------ Material provided

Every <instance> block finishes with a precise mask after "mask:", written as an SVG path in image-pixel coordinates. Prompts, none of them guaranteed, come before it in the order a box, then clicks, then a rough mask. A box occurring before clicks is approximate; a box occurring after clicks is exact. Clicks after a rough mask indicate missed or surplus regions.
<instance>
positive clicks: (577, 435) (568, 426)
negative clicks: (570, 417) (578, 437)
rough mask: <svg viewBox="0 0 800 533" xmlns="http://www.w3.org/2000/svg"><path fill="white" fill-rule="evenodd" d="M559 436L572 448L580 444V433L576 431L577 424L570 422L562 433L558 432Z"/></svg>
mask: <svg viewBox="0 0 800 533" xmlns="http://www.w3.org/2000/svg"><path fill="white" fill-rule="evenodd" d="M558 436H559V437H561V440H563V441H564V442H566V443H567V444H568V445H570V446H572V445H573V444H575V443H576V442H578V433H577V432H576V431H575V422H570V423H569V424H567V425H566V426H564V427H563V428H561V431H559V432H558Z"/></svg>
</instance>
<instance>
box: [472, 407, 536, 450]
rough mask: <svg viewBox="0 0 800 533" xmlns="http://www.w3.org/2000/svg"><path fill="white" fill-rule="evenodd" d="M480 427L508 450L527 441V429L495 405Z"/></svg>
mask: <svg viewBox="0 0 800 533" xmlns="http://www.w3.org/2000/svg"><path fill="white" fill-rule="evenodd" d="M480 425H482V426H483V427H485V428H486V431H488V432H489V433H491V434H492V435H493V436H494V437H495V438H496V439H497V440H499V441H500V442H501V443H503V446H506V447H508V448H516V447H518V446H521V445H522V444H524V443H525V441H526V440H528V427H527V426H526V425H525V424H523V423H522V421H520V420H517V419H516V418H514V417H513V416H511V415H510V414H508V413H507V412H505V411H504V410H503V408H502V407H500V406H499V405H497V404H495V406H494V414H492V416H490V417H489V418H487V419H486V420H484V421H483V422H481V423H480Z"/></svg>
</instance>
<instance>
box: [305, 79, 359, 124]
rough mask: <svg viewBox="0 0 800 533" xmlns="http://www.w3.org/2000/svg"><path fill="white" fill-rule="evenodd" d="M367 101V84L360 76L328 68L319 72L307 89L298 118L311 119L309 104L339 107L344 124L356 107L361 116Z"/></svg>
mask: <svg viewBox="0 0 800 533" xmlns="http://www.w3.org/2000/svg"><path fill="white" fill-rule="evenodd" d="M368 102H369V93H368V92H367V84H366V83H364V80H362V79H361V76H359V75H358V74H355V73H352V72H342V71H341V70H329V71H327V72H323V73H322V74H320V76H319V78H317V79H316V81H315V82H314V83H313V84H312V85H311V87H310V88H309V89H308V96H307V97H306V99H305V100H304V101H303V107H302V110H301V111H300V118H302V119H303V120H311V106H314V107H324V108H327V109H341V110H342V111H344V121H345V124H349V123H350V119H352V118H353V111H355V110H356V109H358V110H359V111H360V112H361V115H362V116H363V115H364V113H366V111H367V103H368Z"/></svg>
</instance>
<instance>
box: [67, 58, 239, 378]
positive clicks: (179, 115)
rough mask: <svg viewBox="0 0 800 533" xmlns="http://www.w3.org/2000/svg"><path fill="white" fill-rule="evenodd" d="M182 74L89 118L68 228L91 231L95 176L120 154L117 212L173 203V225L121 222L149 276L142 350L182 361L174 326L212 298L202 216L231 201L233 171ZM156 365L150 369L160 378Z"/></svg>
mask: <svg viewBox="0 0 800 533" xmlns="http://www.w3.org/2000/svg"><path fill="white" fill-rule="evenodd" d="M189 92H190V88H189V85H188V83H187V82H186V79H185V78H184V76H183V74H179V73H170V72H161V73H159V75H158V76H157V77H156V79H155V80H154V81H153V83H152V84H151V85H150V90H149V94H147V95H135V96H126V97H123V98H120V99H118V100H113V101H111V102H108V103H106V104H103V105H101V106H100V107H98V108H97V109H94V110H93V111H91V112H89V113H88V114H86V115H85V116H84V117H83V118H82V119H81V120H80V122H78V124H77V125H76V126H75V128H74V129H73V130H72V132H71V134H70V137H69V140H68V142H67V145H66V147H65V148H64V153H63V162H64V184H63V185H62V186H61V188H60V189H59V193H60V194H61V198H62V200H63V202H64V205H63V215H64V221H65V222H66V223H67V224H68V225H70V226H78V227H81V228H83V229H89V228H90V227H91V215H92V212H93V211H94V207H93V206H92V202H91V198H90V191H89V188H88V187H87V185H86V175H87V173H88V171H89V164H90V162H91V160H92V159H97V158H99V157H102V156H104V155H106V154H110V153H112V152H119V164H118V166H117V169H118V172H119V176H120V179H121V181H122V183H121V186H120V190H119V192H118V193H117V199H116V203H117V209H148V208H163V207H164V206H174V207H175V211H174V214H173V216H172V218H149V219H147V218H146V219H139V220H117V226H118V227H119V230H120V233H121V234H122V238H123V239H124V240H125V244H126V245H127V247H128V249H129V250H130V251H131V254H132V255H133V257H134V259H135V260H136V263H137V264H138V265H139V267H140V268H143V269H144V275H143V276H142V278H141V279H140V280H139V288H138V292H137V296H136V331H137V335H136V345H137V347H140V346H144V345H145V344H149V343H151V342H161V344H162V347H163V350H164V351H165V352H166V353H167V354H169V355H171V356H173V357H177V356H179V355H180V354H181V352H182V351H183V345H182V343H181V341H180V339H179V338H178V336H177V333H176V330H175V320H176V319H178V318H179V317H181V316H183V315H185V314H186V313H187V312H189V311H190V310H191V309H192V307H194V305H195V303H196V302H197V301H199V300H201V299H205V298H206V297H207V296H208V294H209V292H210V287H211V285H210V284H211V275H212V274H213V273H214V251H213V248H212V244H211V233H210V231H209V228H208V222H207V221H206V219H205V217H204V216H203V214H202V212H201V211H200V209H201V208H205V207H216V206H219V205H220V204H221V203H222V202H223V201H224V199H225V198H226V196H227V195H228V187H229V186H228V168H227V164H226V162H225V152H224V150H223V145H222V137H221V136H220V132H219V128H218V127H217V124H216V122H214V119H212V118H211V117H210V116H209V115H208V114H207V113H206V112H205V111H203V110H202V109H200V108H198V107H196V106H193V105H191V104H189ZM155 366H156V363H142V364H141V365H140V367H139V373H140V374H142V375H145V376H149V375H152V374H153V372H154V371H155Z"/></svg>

------------

#### What to do
Scan the records for the string "clicks" and report each line where it occurs.

#### Solution for this problem
Every <instance> block finishes with a precise mask after "mask:", written as an SVG path in image-pixel coordinates. Prompts, none of them guaranteed, come before it in the order a box, then clicks, then a rough mask. A box occurring before clicks is approximate; a box occurring after clicks is exact. Clicks after a rough mask indicate missed or surplus regions.
positive clicks: (577, 435) (568, 426)
negative clicks: (570, 417) (578, 437)
positive clicks: (179, 115)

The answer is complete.